(SUPPLIED MATERIAL Opens)

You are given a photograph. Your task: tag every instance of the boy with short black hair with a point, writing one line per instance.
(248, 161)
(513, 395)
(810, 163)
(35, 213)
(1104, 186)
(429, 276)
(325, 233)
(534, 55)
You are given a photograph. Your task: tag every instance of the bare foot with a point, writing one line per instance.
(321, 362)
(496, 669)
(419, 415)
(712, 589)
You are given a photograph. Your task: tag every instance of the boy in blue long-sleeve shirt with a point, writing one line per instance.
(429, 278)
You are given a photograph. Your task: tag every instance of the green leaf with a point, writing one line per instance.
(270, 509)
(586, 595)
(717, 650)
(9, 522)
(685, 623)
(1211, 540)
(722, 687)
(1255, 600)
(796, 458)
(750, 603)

(SUPPLIED MATERIAL Closes)

→ PROMPT
Find the line containing "of the green" in the data above. Please transcribe it and every line after it, exactly.

→ RESPONSE AREA
You are given a photograph. Your task: tag every instance of the green leaf with a point, writing one line per instance.
(270, 509)
(586, 595)
(717, 650)
(9, 522)
(685, 623)
(1211, 540)
(722, 687)
(1255, 600)
(796, 458)
(750, 603)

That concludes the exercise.